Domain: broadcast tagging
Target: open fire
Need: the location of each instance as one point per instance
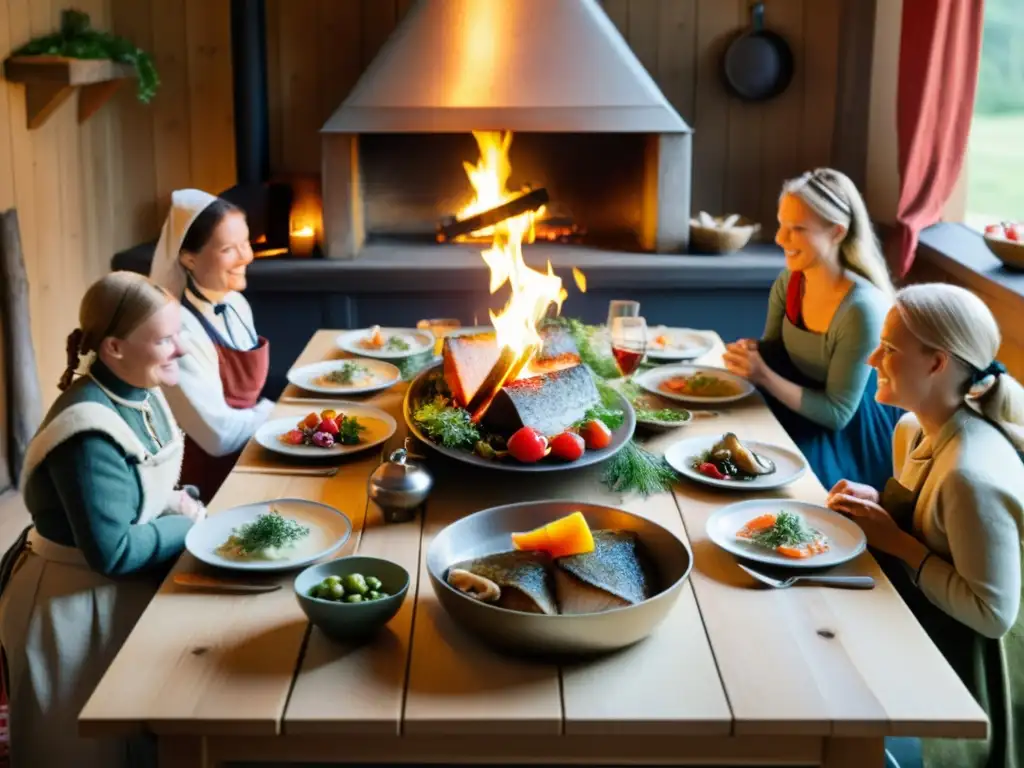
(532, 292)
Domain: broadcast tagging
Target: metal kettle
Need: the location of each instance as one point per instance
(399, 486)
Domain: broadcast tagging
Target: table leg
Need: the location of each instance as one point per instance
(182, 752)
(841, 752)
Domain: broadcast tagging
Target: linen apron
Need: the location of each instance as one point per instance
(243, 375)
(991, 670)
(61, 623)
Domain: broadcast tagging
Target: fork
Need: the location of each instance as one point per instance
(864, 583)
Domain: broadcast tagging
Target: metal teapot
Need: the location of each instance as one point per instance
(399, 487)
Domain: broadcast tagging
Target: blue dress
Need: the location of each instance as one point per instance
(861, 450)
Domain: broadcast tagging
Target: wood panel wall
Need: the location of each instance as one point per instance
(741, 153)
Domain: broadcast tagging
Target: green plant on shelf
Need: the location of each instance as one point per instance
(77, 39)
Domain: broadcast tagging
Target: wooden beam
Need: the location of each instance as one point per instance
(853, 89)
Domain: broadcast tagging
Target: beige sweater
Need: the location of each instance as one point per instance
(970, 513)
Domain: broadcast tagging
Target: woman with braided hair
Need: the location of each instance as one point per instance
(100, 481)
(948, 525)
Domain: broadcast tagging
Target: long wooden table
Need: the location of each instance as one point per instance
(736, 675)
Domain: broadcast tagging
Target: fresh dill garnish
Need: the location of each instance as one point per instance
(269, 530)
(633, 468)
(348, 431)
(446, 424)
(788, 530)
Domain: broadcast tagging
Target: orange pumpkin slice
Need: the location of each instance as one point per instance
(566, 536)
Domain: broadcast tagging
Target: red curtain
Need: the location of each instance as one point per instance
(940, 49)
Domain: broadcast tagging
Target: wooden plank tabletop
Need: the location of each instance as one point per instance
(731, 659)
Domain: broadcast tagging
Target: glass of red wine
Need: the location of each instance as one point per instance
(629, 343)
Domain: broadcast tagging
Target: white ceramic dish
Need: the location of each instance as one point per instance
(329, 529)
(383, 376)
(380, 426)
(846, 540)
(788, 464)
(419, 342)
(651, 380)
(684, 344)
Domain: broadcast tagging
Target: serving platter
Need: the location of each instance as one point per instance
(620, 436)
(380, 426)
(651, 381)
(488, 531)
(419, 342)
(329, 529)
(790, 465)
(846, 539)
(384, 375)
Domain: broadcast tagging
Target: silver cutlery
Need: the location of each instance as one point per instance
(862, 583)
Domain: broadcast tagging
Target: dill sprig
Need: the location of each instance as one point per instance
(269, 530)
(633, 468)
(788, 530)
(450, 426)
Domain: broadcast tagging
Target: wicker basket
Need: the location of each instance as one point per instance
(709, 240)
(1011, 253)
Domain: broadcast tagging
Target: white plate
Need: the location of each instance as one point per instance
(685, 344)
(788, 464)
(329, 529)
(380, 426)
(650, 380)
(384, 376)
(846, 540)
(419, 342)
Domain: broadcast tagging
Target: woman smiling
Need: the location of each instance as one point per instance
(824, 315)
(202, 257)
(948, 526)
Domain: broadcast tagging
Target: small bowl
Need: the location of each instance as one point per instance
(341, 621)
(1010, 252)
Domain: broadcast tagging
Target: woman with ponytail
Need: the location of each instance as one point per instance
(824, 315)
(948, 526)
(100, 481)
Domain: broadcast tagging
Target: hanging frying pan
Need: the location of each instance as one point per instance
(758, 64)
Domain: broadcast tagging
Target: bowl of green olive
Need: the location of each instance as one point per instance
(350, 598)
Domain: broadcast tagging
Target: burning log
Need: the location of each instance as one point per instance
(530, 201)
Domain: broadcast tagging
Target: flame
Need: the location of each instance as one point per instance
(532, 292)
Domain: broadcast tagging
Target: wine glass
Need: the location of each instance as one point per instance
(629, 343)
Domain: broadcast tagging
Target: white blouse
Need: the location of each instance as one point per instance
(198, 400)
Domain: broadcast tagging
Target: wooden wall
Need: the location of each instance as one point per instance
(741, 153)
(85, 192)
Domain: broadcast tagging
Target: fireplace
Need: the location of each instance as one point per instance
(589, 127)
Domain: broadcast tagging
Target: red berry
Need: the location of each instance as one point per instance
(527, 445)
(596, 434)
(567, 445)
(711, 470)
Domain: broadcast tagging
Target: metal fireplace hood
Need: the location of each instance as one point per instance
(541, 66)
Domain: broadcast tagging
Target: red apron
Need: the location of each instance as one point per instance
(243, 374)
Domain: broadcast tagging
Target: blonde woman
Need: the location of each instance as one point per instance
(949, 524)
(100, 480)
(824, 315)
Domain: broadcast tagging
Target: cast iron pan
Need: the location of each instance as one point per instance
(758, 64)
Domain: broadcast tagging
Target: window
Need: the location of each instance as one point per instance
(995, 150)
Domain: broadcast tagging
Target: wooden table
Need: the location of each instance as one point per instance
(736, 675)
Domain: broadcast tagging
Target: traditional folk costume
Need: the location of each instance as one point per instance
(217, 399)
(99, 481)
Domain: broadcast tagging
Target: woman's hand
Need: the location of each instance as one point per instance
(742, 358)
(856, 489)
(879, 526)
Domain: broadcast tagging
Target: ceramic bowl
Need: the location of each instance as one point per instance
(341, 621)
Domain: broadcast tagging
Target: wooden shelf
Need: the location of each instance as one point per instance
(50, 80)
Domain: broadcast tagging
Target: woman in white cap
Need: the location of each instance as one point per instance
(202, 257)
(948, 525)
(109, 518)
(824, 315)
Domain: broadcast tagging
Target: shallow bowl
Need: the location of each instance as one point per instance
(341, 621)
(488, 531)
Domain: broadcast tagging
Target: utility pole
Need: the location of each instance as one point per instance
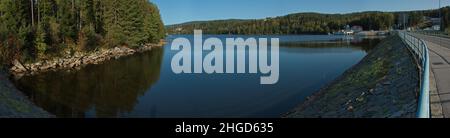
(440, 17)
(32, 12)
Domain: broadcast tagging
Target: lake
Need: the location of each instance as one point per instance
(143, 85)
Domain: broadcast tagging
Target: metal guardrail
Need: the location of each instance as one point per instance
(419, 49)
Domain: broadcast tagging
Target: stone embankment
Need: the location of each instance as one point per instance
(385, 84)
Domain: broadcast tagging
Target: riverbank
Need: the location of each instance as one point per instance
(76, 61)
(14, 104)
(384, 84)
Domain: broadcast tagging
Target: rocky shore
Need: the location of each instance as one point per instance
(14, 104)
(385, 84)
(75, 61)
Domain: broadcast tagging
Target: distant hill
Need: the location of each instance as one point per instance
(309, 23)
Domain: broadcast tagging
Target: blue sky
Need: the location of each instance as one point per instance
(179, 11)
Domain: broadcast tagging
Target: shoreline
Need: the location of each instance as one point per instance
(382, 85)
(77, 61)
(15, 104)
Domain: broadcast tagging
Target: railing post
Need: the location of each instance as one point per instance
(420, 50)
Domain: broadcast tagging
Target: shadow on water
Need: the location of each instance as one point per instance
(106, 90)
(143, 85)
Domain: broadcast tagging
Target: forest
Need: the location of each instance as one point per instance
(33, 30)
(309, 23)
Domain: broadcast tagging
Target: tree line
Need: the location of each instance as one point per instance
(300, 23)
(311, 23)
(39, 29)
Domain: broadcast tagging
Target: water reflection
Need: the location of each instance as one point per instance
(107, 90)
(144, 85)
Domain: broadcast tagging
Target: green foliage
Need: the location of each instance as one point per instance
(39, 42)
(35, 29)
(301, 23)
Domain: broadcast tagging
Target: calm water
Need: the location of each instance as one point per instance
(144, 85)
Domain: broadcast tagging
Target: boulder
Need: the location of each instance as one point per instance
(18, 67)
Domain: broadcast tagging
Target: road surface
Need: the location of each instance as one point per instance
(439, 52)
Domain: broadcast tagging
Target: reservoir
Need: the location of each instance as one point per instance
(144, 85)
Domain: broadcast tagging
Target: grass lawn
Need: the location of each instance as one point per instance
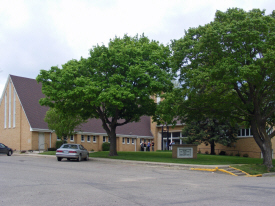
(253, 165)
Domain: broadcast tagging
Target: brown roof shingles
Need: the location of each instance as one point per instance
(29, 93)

◇ ◇ ◇ ◇ ◇ ◇ ◇

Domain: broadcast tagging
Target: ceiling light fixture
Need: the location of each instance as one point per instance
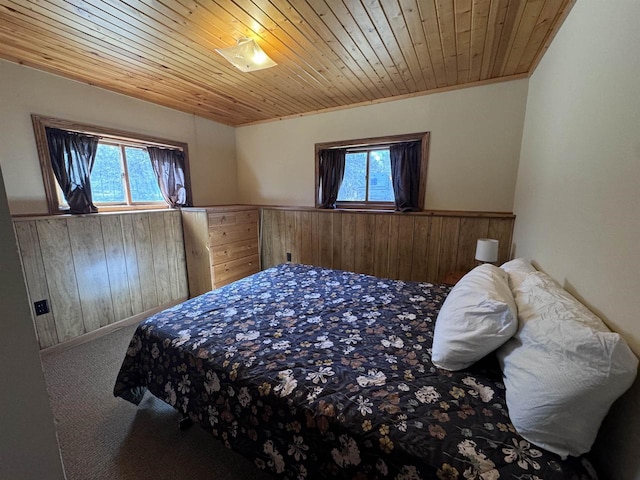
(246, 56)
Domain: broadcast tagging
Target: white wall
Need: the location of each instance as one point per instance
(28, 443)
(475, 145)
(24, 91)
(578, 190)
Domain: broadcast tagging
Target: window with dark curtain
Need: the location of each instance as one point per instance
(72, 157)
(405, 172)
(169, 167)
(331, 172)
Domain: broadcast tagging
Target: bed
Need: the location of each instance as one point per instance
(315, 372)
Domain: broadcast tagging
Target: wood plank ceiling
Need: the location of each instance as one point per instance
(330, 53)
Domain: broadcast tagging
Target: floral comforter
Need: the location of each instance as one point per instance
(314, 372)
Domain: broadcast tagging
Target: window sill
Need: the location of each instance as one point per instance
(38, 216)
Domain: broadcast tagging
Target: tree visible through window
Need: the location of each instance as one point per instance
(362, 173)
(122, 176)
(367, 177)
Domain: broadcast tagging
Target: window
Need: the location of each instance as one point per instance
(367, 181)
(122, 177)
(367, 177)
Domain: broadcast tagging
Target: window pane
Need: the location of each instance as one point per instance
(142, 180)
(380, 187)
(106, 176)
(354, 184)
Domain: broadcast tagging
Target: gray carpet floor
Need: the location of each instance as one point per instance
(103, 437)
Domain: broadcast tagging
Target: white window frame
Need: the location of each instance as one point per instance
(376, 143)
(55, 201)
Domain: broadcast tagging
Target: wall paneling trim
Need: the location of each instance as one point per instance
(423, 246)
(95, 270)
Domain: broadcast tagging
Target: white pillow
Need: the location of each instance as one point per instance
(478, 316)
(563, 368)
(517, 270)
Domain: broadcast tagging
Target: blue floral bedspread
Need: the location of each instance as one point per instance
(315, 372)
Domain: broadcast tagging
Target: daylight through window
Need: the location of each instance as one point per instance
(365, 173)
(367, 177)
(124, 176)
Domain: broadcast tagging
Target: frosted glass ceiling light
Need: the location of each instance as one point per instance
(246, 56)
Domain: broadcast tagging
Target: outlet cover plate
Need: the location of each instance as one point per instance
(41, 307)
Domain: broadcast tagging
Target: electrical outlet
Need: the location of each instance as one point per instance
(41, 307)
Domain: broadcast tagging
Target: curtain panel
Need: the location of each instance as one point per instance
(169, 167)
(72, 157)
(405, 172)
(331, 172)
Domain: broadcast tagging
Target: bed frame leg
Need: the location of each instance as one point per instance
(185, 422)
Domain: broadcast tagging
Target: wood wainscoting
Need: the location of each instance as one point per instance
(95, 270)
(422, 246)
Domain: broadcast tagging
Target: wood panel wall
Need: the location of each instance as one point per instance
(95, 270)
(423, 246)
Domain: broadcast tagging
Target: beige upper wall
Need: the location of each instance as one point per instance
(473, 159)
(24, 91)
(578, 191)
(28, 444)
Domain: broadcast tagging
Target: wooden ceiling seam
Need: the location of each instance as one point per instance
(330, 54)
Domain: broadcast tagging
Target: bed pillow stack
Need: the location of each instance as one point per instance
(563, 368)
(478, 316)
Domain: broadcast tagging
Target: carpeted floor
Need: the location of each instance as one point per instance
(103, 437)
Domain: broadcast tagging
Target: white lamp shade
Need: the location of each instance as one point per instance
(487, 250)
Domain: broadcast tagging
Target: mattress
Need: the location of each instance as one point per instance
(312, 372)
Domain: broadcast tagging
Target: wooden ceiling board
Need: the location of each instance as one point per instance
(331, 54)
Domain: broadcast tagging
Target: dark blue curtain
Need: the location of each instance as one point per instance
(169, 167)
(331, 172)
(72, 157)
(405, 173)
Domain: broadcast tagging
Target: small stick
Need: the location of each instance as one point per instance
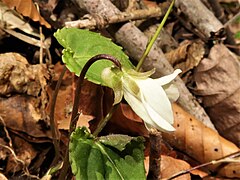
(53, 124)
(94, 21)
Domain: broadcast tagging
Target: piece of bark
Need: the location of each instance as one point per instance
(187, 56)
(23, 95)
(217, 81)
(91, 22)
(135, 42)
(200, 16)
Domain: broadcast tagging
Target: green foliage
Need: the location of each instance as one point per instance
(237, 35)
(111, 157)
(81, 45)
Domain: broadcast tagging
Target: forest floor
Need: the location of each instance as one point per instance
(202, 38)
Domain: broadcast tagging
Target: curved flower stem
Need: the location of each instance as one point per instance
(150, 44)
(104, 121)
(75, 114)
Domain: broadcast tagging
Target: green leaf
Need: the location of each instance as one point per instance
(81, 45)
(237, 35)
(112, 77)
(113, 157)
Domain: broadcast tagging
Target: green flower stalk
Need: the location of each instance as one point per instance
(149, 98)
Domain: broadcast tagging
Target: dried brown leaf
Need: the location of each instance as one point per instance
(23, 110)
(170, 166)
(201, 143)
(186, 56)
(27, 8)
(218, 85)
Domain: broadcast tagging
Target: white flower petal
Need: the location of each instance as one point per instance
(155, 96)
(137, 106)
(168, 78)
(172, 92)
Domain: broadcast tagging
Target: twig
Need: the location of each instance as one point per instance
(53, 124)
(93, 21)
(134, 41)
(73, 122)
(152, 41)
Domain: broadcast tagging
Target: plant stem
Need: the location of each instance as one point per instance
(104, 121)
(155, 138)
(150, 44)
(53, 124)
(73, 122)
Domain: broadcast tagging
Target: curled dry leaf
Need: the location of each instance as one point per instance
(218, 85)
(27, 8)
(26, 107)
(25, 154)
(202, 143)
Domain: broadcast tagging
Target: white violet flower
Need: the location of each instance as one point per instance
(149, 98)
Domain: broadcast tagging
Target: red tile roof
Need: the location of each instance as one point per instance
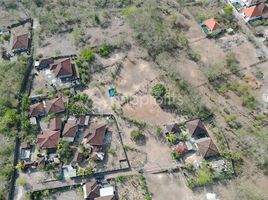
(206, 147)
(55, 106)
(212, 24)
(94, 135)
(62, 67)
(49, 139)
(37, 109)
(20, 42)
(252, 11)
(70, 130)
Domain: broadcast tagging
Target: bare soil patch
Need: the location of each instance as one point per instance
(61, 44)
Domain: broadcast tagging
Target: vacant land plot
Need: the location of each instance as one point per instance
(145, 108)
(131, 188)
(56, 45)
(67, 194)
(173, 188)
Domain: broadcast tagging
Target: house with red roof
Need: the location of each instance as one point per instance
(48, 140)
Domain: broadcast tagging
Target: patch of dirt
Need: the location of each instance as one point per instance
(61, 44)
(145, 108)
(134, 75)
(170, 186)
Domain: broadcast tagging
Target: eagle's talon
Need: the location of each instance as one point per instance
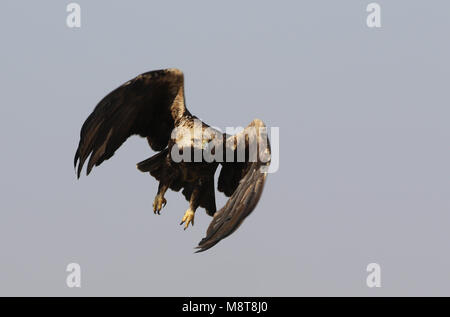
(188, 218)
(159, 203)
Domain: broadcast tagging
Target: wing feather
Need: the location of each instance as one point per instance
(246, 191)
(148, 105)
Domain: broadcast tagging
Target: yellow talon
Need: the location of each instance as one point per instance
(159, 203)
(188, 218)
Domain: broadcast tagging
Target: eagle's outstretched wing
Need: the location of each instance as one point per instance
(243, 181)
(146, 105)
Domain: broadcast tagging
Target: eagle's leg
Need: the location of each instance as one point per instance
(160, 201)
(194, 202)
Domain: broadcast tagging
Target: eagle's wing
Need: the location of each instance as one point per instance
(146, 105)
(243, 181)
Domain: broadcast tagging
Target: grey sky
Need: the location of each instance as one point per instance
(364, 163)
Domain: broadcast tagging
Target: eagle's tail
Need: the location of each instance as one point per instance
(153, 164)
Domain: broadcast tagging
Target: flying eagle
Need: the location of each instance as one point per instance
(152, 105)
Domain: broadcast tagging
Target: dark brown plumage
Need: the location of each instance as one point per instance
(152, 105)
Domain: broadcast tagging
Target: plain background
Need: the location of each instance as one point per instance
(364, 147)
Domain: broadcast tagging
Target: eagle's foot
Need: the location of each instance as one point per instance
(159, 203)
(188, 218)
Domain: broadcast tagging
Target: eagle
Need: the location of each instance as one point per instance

◇ ◇ ◇ ◇ ◇ ◇ ◇

Problem:
The lines to return are those holding the string "frame" anywhere in the listing above.

Response box:
Target: white window frame
Target: bed frame leg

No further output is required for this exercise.